* [Task brief]: Scan the entries below and extract each line with the word "harbor" in it.

* [Given records]:
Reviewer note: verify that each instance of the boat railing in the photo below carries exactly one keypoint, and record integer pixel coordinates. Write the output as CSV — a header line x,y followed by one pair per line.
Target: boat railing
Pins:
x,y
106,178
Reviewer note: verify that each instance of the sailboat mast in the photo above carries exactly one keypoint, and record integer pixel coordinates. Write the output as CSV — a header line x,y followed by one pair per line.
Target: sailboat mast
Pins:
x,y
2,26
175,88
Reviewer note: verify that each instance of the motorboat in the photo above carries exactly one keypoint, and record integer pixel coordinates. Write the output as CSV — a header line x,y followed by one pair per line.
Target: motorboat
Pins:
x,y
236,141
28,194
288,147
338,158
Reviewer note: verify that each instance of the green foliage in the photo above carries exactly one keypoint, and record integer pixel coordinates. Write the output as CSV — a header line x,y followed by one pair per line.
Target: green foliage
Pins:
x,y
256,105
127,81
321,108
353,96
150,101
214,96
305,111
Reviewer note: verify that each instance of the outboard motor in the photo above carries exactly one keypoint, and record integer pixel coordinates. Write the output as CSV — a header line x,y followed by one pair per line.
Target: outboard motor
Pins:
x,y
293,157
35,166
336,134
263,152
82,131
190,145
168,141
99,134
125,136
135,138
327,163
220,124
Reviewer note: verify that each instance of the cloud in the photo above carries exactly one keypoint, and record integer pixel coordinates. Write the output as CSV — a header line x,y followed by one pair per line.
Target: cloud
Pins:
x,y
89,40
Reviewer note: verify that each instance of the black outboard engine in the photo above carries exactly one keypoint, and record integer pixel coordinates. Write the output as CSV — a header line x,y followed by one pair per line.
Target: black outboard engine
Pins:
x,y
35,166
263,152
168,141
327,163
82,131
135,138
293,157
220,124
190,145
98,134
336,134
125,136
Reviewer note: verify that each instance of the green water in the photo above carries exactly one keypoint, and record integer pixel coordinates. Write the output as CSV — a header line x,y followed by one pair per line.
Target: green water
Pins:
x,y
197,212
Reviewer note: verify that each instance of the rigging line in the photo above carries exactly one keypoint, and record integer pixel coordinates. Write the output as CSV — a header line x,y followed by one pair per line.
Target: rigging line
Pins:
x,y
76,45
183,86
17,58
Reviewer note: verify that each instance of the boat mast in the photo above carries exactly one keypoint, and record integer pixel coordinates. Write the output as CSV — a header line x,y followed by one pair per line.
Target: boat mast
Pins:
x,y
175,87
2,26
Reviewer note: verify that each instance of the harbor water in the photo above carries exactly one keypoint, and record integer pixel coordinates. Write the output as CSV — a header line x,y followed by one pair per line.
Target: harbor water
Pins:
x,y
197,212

* [Result for this exercise]:
Reviewer note: verify that each instance of the harbor water in the photo above carries exactly one keypoint, and record integer pixel coordinates. Write the output as CSV — a header line x,y followed by one pair per line.
Target: harbor water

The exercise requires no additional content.